#### PROBLEM TO SOLVE
Transcribe the data exactly, stopping after the "Locate every instance of the young woman with" line.

◇ ◇ ◇

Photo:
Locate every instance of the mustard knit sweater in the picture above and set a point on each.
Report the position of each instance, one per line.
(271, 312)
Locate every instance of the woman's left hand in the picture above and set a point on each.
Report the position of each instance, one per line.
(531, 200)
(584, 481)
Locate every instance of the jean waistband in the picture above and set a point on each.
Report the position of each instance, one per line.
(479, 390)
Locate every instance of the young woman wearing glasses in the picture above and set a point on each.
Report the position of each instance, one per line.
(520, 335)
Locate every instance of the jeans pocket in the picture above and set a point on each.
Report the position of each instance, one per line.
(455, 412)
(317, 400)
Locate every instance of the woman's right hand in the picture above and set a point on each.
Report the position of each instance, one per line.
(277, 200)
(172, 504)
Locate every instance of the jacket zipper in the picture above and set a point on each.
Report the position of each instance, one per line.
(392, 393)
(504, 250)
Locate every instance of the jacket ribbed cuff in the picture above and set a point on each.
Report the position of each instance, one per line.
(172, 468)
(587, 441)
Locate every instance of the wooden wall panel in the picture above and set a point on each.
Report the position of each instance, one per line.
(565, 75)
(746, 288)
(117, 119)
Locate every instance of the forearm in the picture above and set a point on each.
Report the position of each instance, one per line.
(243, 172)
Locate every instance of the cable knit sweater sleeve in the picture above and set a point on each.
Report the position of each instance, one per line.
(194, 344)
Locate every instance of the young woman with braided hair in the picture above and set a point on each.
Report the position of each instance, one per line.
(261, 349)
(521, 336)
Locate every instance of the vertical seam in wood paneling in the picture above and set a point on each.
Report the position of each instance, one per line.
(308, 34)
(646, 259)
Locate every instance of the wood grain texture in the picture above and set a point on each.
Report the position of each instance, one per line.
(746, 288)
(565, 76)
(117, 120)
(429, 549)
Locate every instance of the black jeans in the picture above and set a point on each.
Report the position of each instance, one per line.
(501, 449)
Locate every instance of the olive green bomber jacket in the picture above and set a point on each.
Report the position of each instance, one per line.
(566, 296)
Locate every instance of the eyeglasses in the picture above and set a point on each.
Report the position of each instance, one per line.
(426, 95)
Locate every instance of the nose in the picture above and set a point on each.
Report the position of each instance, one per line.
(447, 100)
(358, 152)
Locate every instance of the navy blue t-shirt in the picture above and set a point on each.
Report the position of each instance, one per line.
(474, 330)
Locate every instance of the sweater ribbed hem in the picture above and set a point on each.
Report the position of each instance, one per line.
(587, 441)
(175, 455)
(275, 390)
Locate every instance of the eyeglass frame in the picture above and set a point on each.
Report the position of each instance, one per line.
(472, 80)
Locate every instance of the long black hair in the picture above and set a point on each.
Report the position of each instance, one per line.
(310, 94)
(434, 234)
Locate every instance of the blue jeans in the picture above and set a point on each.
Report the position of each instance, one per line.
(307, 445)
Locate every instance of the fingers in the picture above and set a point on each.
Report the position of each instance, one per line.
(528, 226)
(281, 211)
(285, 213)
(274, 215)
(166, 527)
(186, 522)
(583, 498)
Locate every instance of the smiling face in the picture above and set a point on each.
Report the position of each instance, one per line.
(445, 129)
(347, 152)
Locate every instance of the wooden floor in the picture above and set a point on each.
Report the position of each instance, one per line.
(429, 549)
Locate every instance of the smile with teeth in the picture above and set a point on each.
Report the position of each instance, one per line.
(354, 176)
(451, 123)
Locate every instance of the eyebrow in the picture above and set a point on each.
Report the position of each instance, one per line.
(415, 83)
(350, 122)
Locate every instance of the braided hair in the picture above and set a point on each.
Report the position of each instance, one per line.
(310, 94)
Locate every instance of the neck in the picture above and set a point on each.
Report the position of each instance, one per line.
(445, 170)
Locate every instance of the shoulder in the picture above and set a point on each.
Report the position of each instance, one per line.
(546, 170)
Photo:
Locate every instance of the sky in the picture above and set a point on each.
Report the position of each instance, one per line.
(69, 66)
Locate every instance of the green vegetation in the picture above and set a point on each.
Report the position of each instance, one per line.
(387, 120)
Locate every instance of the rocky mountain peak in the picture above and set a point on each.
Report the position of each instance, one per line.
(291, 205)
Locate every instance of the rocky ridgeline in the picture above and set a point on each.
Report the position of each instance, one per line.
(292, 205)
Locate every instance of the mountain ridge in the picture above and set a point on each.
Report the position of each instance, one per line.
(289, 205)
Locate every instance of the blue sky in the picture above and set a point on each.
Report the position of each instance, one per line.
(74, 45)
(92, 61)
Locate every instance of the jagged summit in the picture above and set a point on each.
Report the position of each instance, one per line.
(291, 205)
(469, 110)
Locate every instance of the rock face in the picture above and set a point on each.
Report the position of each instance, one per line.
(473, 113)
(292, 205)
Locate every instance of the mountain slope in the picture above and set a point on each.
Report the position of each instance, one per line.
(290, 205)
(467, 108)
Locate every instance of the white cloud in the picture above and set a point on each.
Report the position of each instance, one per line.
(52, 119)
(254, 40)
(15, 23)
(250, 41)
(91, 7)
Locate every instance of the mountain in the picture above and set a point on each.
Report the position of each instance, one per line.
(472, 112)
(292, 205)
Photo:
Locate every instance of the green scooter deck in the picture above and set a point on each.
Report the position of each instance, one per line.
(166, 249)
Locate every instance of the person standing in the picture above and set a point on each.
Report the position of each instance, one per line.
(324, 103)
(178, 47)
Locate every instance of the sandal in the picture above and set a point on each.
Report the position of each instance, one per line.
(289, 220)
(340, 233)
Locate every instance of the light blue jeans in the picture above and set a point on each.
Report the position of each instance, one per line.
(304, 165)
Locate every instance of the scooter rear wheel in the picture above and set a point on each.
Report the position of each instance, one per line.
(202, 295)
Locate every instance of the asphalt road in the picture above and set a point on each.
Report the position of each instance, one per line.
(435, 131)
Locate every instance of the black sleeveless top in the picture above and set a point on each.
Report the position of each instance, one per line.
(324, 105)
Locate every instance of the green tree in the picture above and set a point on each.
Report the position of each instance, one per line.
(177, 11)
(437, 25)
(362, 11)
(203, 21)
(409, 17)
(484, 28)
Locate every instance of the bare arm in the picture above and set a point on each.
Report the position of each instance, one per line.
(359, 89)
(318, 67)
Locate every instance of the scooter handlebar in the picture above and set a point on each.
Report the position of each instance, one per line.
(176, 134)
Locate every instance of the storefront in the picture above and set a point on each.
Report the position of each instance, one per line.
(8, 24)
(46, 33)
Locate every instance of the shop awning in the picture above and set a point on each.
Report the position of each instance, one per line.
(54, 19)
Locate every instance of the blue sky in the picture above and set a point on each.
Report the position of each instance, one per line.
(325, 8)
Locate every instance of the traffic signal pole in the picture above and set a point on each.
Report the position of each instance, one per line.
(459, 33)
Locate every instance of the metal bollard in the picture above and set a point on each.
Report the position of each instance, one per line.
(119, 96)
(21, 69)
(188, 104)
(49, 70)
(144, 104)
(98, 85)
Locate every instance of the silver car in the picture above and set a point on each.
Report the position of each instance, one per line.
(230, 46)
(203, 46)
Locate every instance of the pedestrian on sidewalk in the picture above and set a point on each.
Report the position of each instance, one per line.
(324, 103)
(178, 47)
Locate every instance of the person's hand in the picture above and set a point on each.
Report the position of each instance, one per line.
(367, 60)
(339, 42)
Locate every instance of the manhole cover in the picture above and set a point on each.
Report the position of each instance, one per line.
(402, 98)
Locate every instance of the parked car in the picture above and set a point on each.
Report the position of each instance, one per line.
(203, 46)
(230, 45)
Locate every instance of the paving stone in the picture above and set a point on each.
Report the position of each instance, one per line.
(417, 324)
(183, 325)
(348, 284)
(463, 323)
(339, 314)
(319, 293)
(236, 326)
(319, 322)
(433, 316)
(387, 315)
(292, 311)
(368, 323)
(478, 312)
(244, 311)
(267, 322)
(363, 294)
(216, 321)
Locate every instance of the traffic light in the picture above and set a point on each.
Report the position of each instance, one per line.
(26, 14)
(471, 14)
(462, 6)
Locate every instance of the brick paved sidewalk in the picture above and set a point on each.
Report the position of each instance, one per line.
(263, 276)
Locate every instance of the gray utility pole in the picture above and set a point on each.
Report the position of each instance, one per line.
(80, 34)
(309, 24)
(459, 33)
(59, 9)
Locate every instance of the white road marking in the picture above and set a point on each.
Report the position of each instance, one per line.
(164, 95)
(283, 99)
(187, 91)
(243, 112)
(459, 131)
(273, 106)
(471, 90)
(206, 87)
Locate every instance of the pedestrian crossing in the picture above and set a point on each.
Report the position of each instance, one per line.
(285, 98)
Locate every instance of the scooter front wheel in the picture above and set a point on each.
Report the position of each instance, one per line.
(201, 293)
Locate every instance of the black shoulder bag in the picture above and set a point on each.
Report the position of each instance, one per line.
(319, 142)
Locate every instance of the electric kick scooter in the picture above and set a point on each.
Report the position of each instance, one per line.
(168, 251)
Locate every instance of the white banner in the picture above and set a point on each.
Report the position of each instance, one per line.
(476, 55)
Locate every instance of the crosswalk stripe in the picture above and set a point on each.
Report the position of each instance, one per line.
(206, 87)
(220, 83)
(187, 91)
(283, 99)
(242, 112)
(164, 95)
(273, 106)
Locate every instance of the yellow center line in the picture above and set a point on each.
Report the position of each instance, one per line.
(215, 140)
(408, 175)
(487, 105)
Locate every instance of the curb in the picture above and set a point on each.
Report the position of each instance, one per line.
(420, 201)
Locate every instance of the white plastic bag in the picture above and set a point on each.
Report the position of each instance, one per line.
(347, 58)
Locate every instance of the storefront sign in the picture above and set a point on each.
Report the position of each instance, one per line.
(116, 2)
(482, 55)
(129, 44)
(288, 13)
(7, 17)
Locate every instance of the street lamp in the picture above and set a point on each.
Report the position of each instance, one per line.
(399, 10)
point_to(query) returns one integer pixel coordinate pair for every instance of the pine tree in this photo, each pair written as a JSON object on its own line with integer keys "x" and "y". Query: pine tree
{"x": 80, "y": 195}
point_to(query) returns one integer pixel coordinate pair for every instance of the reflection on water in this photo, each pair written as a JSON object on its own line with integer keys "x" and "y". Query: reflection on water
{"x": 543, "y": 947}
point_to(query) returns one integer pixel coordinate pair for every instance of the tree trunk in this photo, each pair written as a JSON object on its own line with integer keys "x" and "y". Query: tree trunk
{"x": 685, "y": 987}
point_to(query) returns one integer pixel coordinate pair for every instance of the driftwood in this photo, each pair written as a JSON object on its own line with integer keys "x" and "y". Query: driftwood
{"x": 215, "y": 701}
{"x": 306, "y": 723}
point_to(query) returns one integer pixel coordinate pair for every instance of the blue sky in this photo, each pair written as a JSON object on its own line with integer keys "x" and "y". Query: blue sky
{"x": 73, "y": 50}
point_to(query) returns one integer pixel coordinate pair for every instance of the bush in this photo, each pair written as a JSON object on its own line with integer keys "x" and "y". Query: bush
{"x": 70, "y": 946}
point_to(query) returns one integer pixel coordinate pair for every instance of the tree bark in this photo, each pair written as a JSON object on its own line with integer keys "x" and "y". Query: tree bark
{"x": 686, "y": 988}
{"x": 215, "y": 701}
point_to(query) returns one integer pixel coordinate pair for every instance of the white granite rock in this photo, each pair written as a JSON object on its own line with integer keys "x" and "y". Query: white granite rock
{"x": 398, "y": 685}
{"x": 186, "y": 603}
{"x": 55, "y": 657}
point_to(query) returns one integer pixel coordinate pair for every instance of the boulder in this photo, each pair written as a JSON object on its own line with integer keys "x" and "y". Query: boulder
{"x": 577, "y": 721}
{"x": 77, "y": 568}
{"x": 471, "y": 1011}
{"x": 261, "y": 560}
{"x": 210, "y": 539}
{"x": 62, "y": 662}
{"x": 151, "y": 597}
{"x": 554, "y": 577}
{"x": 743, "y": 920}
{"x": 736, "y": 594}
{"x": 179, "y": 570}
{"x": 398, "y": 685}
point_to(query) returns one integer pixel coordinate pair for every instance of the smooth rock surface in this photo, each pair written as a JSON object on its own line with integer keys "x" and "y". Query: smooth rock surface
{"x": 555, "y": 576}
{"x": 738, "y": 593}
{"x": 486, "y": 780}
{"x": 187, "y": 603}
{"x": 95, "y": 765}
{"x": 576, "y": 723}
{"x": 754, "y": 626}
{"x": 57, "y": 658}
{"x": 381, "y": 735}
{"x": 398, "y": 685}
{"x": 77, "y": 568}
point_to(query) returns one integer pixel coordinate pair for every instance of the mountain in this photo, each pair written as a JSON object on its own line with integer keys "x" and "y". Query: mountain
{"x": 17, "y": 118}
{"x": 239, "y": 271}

◇ ◇ ◇

#### EXERCISE SOLUTION
Photo:
Locate every instance of the mustard knit sweater in the picture above and set a point on each.
Report the position of each instance, one per line.
(271, 312)
Locate every instance of the woman's left hand in the picture above and set a point on each.
Report the position of each instance, one per line.
(531, 200)
(584, 481)
Locate every instance of the jean waistband in the picture above and set a point on each.
Report the position of each instance, one per line.
(479, 390)
Locate every instance of the young woman wearing glasses in the picture above and set a point on each.
Report the position of each instance, one per line.
(520, 335)
Locate every instance of the jeans pocket in the picture above and set a point on each.
Report the position of each instance, one per line.
(455, 412)
(317, 400)
Locate every instance of the woman's right hand in the picture above and set a point on each.
Report the position of each instance, one per line.
(277, 200)
(172, 504)
Locate every instance of the jacket zipper in the picture above and set a point on each.
Report the position of each instance, one per line.
(392, 393)
(504, 250)
Locate every instance of the jacket ribbed cuff in the picture above and set a point on each.
Report the position of each instance, one per line.
(172, 468)
(587, 441)
Locate every instance of the wooden wall panel in the picture above and set a point on each.
Report the position of each instance, one per line.
(565, 75)
(746, 288)
(117, 119)
Locate every instance of the forearm in the picture above and set a point on each.
Report the position of each instance, one per line.
(243, 172)
Locate every instance of the cable knit sweater sleeve in the picture above and set a point on each.
Report the position of each instance, one per line.
(194, 344)
Locate every instance of the young woman with braided hair in the picture above and set a point on each.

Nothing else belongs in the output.